→ **Consignes**
1. Pour chacune des affirmations (a), (b) et (c), dites si elle s’accorde avec le texte sur Goldfinger et Bretton Woods : répondez par oui ou par non et citez à l’identique les mots du texte qui tranchent. (a) La Banque ne paie que 1 000 livres sterling pour un lingot d’or. (b) Goldfinger conserve ses lingots dans les coffres d’une banque en Suisse. (c) À Bretton Woods, les droits des propriétaires de capitaux ont été placés au-dessus de ceux de la société en matière de commerce international.
2. Renvoyez sans aucune modification tout le passage du texte sur Goldfinger et Bretton Woods qui va de « Le problème, poursuit » jusqu’à « vendre à l’étranger. ».

Le problème, poursuit le colonel, c’est que la Banque n’est prête à payer que 1 000 livres sterling pour un lingot d’or, ce qui équivaut au prix de 35 dollars l’once payé en Amérique, alors que le même or vaut 70 % de plus en Inde, où la demande en bijoux en or est forte. Il est donc très rentable de sortir de l’or en contrebande du pays et de le vendre à l’étranger.
La ruse du méchant Auric Goldfinger consiste à posséder des monts-de-piété dans toute la Grande-Bretagne, à y racheter des bijoux en or et des babioles aux Britanniques ordinaires qui ont besoin d’un peu d’argent, puis à les fondre, à les fixer à sa Rolls-Royce, à les conduire en Suisse, à les retraiter et à les envoyer en Inde. Ce faisant, Goldfinger sapera non seulement la monnaie et l’économie britanniques, mais gagnera également des profits qu’il pourrait utiliser pour financer les communistes et autres mécréants. Des centaines d’employés de la Banque d’Angleterre tentent d’empêcher ce genre d’arnaque, dit M. Smithers à 007, mais Goldfinger est trop intelligent pour eux. Il est secrètement devenu l’homme le plus riche de Grande-Bretagne et possède 5 millions de livres sterling de lingots d’or dans les coffres d’une banque aux Bahamas.
« Nous vous demandons d’amener Goldfinger pour qu’il rende des comptes, M. Bond, et de récupérer cet or », dit Smithers. « Vous êtes au courant de la crise monétaire et des taux d’intérêts élevés ? Bien sûr. L’Angleterre a vraiment besoin de cet or, et le plus vite sera le mieux. »
Selon les normes modernes, Goldfinger ne ferait rien de mal, à part peut-être esquiver certaines impôts. Il achète de l’or à un prix auquel des gens sont prêts à le vendre, puis le vend sur un autre marché où les gens sont prêts à payer davantage. C’est son argent. C’est son or. Alors quel est le problème ? Il huile les rouages du commerce, répartissant efficacement le capital là où il peut le mieux être utilisé, non ?
Eh bien non, parce que ce n’est pas comme ça que Bretton Woods fonctionnait. Le colonel Smithers considérait que l’or appartenait non seulement à Goldfinger, mais aussi à la Grande-Bretagne. Le système ne considérait pas que le propriétaire de l’argent fût la seule personne qui ait son mot à dire sur ce qui lui arrive. Selon les règles soigneusement élaborées, les nations qui créaient et garantissaient la valeur de l’argent avaient aussi des droits sur cet argent. Ils limitaient les droits des propriétaires de l’argent dans l’intérêt de tous les autres. À Bretton Woods, les alliés – désespérés d’éviter une répétition des horreurs de la dépression de l’entre-deux-guerres et de la Seconde Guerre mondiale – ont décidé qu’en matière de commerce international, les droits de la société l’emportaient sur ceux des propriétaires de capitaux.

→ **Données fournies**
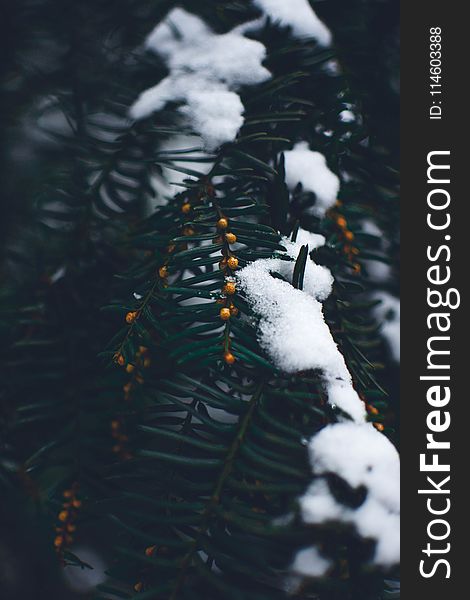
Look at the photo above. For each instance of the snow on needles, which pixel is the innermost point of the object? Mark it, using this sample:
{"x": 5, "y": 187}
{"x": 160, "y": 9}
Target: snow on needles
{"x": 299, "y": 16}
{"x": 292, "y": 329}
{"x": 310, "y": 169}
{"x": 361, "y": 456}
{"x": 205, "y": 70}
{"x": 294, "y": 334}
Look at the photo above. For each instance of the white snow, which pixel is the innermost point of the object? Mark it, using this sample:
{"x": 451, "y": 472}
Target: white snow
{"x": 388, "y": 313}
{"x": 299, "y": 16}
{"x": 292, "y": 329}
{"x": 311, "y": 563}
{"x": 361, "y": 456}
{"x": 310, "y": 169}
{"x": 347, "y": 116}
{"x": 294, "y": 334}
{"x": 206, "y": 69}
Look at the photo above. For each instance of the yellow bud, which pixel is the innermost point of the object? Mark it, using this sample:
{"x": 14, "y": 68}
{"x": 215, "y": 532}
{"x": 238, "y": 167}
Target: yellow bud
{"x": 231, "y": 238}
{"x": 232, "y": 262}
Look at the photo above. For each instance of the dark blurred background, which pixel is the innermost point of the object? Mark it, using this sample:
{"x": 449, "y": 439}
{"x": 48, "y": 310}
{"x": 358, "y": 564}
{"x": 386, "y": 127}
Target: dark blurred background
{"x": 39, "y": 41}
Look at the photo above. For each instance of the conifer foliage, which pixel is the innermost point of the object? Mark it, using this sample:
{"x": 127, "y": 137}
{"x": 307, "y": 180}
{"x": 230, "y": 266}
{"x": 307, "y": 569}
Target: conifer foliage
{"x": 199, "y": 301}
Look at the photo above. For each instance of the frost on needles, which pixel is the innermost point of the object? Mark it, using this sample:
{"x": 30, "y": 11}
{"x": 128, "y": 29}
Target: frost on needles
{"x": 205, "y": 71}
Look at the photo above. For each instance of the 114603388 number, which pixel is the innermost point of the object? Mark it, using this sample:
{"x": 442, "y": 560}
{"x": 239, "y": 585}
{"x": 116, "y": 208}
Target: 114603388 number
{"x": 435, "y": 56}
{"x": 435, "y": 72}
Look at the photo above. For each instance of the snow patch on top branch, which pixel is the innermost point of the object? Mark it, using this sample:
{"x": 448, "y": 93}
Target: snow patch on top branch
{"x": 205, "y": 70}
{"x": 292, "y": 328}
{"x": 299, "y": 16}
{"x": 310, "y": 169}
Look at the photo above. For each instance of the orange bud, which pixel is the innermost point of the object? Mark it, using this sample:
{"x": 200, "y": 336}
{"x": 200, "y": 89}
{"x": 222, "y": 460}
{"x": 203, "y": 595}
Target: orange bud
{"x": 231, "y": 238}
{"x": 232, "y": 262}
{"x": 229, "y": 288}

→ **Réponses**
1.
(a) Oui : « la Banque n’est prête à payer que 1 000 livres sterling pour un lingot d’or ».
(b) Non : « possède 5 millions de livres sterling de lingots d’or dans les coffres d’une banque aux Bahamas ».
(c) Non : « les droits de la société l’emportaient sur ceux des propriétaires de capitaux ».

2.
Le problème, poursuit le colonel, c’est que la Banque n’est prête à payer que 1 000 livres sterling pour un lingot d’or, ce qui équivaut au prix de 35 dollars l’once payé en Amérique, alors que le même or vaut 70 % de plus en Inde, où la demande en bijoux en or est forte. Il est donc très rentable de sortir de l’or en contrebande du pays et de le vendre à l’étranger.